▶ _WHAT THE EXERCISE ASKS_:
Copy out every line of the data that has the word "green" somewhere in it.

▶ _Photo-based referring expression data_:
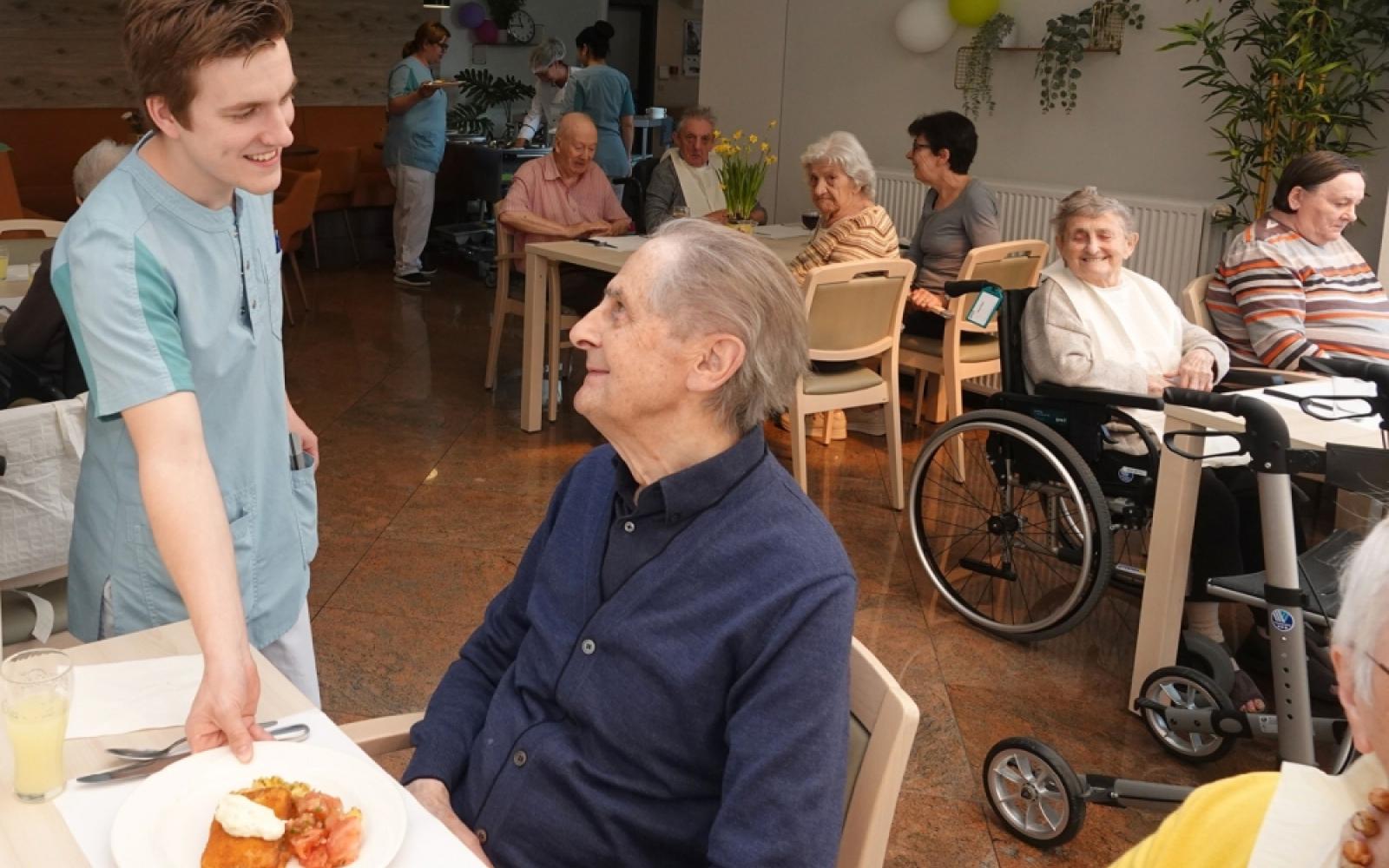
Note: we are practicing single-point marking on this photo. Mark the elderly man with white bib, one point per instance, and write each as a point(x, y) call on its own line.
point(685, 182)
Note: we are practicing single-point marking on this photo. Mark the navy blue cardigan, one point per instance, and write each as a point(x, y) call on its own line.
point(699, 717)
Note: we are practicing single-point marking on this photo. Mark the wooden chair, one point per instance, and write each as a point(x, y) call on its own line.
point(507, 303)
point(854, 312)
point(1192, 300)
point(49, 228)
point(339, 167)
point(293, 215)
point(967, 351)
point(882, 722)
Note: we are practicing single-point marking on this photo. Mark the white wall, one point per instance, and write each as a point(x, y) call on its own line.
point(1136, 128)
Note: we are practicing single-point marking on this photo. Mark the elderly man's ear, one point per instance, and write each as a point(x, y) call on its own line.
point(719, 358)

...

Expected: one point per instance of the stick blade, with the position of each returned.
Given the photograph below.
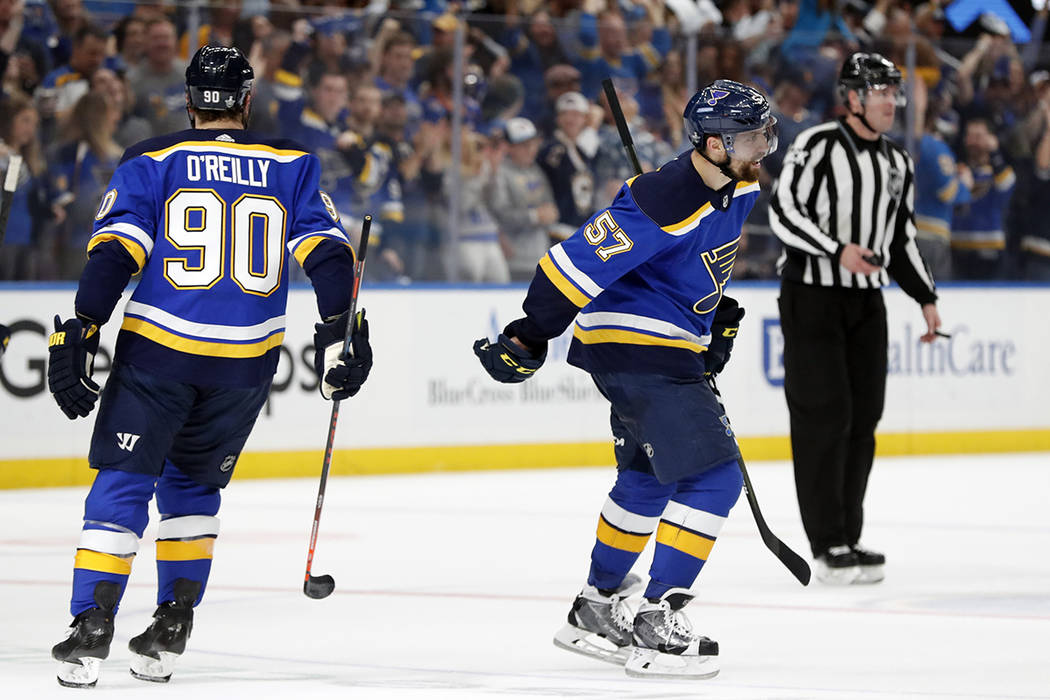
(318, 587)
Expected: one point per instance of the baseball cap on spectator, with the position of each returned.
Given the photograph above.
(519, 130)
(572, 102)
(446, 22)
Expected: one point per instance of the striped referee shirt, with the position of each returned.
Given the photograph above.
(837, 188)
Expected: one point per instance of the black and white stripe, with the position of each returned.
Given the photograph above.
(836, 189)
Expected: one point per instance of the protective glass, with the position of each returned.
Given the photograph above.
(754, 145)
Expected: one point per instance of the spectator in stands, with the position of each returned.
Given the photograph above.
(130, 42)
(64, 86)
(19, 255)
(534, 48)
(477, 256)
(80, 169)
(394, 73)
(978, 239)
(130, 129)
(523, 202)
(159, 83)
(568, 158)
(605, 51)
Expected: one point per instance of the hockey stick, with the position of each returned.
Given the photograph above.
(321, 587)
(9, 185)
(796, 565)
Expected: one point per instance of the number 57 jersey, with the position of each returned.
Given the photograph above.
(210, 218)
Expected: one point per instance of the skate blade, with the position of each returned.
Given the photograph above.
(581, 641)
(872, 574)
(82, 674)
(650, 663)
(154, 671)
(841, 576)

---

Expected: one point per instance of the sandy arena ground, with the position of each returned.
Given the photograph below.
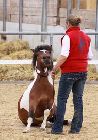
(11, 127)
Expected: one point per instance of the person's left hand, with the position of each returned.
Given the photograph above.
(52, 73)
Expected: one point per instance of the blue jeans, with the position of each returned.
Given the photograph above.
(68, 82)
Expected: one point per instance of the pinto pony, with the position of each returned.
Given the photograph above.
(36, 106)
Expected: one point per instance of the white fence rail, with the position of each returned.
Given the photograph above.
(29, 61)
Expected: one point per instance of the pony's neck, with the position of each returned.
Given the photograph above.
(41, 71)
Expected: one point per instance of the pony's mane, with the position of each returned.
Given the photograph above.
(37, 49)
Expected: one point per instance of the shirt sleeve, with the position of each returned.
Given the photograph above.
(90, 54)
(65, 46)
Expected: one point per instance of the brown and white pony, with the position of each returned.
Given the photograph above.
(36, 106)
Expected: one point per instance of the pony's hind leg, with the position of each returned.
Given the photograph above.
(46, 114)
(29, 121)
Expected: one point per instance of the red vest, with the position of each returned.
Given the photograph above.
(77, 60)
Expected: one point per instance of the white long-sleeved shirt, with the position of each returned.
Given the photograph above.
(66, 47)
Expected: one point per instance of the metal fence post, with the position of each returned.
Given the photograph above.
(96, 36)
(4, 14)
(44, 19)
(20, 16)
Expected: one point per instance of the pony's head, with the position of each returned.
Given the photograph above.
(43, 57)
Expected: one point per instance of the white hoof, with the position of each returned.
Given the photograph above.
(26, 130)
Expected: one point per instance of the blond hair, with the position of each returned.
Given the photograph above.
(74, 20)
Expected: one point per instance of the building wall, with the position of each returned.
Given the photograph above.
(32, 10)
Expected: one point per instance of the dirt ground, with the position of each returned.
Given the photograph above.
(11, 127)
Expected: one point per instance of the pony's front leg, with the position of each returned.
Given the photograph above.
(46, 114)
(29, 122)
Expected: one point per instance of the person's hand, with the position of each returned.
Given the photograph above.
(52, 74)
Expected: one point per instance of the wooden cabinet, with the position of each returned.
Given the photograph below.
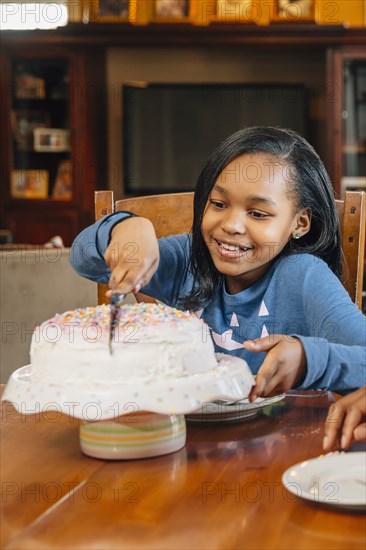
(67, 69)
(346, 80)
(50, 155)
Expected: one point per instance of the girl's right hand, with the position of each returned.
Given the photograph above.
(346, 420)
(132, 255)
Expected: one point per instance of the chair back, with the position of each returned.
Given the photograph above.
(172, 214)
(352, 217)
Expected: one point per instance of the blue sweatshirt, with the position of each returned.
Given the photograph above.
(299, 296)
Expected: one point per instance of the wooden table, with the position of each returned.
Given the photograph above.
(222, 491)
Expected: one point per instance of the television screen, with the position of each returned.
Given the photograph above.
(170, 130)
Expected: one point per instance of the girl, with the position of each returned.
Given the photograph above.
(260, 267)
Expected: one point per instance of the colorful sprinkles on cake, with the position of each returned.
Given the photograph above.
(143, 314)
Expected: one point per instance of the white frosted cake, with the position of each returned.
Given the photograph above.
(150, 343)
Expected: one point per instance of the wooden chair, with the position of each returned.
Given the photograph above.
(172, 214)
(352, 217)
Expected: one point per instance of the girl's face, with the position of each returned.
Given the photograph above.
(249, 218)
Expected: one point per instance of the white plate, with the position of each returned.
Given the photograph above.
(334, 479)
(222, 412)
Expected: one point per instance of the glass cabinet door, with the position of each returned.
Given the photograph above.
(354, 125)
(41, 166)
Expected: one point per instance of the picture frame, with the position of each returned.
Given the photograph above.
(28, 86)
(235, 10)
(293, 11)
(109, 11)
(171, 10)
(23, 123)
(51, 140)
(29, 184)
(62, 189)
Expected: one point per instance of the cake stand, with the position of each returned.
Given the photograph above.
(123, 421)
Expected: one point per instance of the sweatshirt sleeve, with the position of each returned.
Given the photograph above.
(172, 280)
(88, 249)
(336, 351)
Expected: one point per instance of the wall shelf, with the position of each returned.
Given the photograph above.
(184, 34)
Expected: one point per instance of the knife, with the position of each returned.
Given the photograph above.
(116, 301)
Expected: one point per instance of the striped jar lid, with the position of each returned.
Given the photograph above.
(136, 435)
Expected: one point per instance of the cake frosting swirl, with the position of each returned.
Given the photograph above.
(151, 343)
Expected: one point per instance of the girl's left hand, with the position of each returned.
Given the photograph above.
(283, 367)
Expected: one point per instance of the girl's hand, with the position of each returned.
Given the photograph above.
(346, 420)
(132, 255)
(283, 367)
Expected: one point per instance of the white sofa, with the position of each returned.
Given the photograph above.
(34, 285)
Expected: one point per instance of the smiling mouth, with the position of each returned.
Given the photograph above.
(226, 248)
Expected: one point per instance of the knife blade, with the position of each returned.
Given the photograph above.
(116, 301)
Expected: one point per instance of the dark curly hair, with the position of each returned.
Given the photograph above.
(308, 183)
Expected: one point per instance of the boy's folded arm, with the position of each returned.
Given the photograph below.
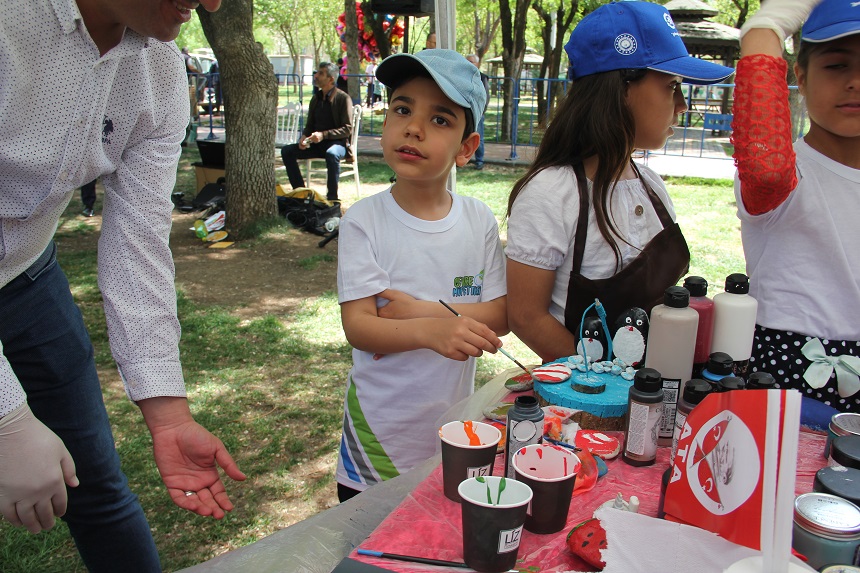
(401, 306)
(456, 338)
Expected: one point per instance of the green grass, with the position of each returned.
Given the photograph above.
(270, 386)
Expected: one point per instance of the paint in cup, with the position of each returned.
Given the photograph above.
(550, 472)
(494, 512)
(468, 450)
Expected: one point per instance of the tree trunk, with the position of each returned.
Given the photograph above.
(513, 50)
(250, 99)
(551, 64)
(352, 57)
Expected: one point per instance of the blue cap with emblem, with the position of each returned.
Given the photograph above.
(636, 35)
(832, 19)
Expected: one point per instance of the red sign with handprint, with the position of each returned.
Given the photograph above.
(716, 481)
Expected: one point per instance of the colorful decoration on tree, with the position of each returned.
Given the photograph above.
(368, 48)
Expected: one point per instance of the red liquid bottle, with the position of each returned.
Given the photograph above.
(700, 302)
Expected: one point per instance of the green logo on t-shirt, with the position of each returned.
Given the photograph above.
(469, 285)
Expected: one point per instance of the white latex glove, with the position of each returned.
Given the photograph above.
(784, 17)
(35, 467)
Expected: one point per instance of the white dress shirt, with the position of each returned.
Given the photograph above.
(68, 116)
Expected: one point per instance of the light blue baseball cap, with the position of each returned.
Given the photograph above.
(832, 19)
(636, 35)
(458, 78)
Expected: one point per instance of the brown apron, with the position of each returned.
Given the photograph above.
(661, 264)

▶ _YOUR RESPONSE_:
Expected: one point per instance of the green grass, with the position of each returned.
Expected: one point per instance of the green logo on t-shirt, with the position of each returned.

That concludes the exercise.